_Region pointing data_
.....

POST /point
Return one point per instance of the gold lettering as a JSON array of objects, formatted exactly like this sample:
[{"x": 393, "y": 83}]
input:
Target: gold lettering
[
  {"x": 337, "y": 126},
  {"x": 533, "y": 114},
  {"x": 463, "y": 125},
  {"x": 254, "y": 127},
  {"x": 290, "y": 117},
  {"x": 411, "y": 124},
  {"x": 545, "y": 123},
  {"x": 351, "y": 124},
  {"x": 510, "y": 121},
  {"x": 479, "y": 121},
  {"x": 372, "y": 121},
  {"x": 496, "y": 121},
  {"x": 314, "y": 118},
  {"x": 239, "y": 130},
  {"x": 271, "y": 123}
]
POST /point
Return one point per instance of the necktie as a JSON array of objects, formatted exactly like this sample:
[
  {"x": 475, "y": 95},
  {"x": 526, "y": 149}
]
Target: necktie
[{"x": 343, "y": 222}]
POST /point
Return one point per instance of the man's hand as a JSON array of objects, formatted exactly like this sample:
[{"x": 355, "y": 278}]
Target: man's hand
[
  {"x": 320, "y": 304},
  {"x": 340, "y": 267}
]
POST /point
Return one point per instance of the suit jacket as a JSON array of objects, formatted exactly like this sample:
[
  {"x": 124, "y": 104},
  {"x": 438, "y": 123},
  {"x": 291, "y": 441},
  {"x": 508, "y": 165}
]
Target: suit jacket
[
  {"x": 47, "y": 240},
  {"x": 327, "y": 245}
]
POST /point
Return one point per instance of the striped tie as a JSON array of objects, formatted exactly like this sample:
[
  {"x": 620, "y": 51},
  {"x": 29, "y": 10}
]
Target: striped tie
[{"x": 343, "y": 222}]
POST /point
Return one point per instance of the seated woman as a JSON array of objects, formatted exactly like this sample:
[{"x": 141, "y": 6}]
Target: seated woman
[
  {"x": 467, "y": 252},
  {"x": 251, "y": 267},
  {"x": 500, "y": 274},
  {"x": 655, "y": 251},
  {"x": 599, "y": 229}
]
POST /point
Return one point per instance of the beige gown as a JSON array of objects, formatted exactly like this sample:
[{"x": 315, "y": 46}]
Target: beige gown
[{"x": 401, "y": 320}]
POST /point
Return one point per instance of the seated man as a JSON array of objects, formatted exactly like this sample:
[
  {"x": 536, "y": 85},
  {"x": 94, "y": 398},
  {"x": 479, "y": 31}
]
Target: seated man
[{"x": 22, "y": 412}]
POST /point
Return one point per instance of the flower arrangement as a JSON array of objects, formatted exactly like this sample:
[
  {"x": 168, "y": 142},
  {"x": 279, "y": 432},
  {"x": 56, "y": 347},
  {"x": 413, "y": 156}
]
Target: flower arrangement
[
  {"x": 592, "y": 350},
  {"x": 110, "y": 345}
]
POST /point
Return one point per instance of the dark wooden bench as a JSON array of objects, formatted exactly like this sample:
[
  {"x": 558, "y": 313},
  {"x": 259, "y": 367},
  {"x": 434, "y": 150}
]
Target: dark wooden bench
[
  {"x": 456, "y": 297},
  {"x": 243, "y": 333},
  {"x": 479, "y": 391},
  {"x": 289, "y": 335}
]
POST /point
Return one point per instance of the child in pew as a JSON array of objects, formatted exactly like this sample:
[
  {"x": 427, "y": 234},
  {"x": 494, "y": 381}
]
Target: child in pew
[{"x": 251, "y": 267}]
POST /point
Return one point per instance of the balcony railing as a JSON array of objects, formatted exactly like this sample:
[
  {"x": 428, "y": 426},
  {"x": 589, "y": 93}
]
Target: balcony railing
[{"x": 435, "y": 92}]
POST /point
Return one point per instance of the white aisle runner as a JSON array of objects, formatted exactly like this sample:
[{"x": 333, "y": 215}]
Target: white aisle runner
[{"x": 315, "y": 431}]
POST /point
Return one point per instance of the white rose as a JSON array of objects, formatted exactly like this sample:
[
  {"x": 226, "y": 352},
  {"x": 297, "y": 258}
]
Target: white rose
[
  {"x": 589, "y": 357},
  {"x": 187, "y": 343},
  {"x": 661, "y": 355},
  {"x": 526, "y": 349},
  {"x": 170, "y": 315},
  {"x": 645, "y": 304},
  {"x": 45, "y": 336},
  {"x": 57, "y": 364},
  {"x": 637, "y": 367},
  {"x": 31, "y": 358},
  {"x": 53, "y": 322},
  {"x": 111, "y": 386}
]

.....

Exactly as written, repeat each line from the beginning of the data above to the line containing "Return one point per instance of the man's", inclusive.

_Answer box_
POST /point
Return one point per instance of the gold lettering as a JSON array of objects, formatted exactly like this sample:
[{"x": 393, "y": 83}]
input:
Target: gold lettering
[
  {"x": 337, "y": 126},
  {"x": 533, "y": 114},
  {"x": 463, "y": 125},
  {"x": 254, "y": 127},
  {"x": 290, "y": 117},
  {"x": 411, "y": 124},
  {"x": 545, "y": 123},
  {"x": 351, "y": 124},
  {"x": 510, "y": 121},
  {"x": 479, "y": 121},
  {"x": 372, "y": 121},
  {"x": 496, "y": 121},
  {"x": 314, "y": 118},
  {"x": 239, "y": 130},
  {"x": 271, "y": 123}
]
POST /point
Return one point per instance of the necktie as a JSON array of objects, formatted exactly like this sample:
[
  {"x": 475, "y": 95},
  {"x": 526, "y": 149}
]
Target: necktie
[{"x": 343, "y": 222}]
POST /point
Return one point per instance of the man's hand as a JSON array of objects, formatted exactly like this sample:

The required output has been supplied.